(Beginning of Available data)
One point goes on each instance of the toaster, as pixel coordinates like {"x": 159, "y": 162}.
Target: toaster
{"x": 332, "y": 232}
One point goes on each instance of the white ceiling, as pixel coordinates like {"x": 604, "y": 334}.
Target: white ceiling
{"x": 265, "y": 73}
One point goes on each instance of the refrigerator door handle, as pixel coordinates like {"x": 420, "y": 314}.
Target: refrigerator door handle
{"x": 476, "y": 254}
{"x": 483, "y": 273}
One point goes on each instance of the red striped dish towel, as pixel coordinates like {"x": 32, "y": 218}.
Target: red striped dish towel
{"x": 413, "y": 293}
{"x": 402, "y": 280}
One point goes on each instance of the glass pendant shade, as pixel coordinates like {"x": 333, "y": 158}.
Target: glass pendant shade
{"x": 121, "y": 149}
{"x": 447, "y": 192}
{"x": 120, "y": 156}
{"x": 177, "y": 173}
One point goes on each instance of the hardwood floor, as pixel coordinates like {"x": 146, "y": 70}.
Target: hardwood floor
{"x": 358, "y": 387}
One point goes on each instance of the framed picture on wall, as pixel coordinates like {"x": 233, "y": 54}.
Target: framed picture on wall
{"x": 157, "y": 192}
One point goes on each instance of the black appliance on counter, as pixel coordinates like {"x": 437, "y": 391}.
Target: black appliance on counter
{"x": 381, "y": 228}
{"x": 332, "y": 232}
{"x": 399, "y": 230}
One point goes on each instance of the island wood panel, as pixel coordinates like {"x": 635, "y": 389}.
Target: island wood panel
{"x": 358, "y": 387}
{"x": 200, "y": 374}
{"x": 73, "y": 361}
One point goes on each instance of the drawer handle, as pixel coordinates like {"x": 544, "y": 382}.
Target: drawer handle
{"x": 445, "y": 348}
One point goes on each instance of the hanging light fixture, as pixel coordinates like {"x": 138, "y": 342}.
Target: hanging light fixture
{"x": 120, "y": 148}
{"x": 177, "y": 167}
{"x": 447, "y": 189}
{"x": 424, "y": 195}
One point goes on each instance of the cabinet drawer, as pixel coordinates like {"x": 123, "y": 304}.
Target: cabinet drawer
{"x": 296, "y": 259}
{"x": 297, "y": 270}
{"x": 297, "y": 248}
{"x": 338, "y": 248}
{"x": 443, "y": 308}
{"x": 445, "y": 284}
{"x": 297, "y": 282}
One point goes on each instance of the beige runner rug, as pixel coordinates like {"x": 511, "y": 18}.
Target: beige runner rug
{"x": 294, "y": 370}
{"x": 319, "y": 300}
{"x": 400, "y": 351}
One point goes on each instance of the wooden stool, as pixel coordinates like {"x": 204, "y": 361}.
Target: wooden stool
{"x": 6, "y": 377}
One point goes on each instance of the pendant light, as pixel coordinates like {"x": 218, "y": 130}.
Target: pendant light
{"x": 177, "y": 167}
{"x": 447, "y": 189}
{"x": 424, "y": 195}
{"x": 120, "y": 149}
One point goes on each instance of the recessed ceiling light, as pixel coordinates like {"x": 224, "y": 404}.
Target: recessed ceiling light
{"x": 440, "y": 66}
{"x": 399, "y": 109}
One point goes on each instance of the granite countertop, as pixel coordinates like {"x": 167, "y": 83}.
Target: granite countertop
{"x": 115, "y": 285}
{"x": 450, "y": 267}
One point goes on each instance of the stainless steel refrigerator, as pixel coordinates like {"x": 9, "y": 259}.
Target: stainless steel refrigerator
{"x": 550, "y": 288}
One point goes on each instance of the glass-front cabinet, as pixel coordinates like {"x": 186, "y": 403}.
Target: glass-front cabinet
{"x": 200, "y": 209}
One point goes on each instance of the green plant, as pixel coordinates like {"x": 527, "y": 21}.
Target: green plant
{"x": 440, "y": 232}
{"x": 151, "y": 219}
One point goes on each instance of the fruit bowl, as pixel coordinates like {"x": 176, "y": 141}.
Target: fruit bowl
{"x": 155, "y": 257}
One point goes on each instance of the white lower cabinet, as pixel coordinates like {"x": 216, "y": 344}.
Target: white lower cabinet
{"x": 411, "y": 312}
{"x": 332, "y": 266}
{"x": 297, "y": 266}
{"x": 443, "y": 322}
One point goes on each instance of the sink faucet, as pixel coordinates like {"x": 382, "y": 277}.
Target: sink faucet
(End of Available data)
## Required action
From the first line to the last, output the records word for word.

## Written response
One point goes on each instance of the toaster, as pixel coordinates like {"x": 159, "y": 162}.
Target: toaster
{"x": 332, "y": 232}
One point goes on each instance of the white ceiling, as pixel coordinates like {"x": 604, "y": 334}.
Target: white ceiling
{"x": 265, "y": 73}
One point goes on each instance of the refrigerator door handle, as pixel coordinates like {"x": 420, "y": 314}.
Target: refrigerator door handle
{"x": 476, "y": 254}
{"x": 483, "y": 273}
One point goes on each instance of the red striped dish towel, as pixel coordinates like {"x": 32, "y": 218}.
Target: red striped dish towel
{"x": 413, "y": 293}
{"x": 402, "y": 280}
One point goes on each instance of the glass pendant shade, as pixel coordinates like {"x": 333, "y": 158}.
Target: glass pendant shade
{"x": 121, "y": 149}
{"x": 447, "y": 192}
{"x": 120, "y": 156}
{"x": 177, "y": 173}
One point goes on each instance of the hardwood floor, as pixel coordinates like {"x": 146, "y": 70}.
Target: hardwood floor
{"x": 358, "y": 387}
One point goes on each instance of the framed picture on wall, as pixel coordinates like {"x": 233, "y": 54}.
Target: framed picture on wall
{"x": 157, "y": 192}
One point goes on each instance of the black appliance on counter, as pixel coordinates like {"x": 437, "y": 391}.
Target: black appliance on counter
{"x": 381, "y": 228}
{"x": 332, "y": 232}
{"x": 399, "y": 230}
One point goes on each instance of the island wood panel, as pixel coordinates like {"x": 635, "y": 389}.
Target: island wood panel
{"x": 358, "y": 387}
{"x": 200, "y": 374}
{"x": 73, "y": 361}
One point goes on each instance of the drawer handle, as pixel coordinates like {"x": 544, "y": 382}.
Target: drawer handle
{"x": 445, "y": 348}
One point goes on each instance of the hanging light fixture, as pixel coordinates like {"x": 138, "y": 342}.
Target: hanging light fixture
{"x": 120, "y": 148}
{"x": 177, "y": 167}
{"x": 447, "y": 189}
{"x": 424, "y": 195}
One point goes on each instance of the cabinet drawer, as pixel coordinates like {"x": 123, "y": 304}.
Target: cabinet drawer
{"x": 296, "y": 259}
{"x": 297, "y": 270}
{"x": 297, "y": 248}
{"x": 338, "y": 248}
{"x": 443, "y": 308}
{"x": 445, "y": 284}
{"x": 297, "y": 282}
One point goes on each instance of the beige runner rug, as pixel coordinates like {"x": 511, "y": 18}.
Target: beige runner rug
{"x": 294, "y": 370}
{"x": 319, "y": 300}
{"x": 400, "y": 351}
One point goes on each instance of the wooden stool, as pixel coordinates like {"x": 204, "y": 361}.
Target: wooden stool
{"x": 6, "y": 377}
One point goes on each instance of the pendant light, as pixel coordinates like {"x": 218, "y": 130}.
Target: pendant light
{"x": 177, "y": 167}
{"x": 447, "y": 189}
{"x": 424, "y": 195}
{"x": 120, "y": 149}
One point goes on each instance of the recessed ceiling light, as pixel coordinates like {"x": 224, "y": 404}.
Target: recessed ceiling light
{"x": 440, "y": 66}
{"x": 399, "y": 109}
One point goes on each instance of the granite countertop, as pixel coordinates like {"x": 167, "y": 83}.
Target: granite countertop
{"x": 115, "y": 285}
{"x": 450, "y": 267}
One point goes on each instance of the stainless steel refrigerator, as pixel coordinates like {"x": 9, "y": 259}.
Target: stainless steel refrigerator
{"x": 550, "y": 288}
One point goes on each instance of the glass-front cabinet, as pixel coordinates like {"x": 186, "y": 403}.
Target: glass-front cabinet
{"x": 200, "y": 209}
One point goes on each instance of the green plant, as pixel coordinates like {"x": 527, "y": 21}.
Target: green plant
{"x": 440, "y": 232}
{"x": 151, "y": 219}
One point goes on each instance of the fruit bowl, as pixel coordinates like {"x": 176, "y": 141}.
Target: fruit bowl
{"x": 155, "y": 257}
One point goes on each instance of the white lower cabinet, as pixel coordinates like {"x": 216, "y": 344}.
Target: white lower cabinet
{"x": 411, "y": 312}
{"x": 332, "y": 266}
{"x": 297, "y": 266}
{"x": 443, "y": 322}
One point goes on each instance of the sink faucet, as pixel coordinates like {"x": 382, "y": 277}.
Target: sink faucet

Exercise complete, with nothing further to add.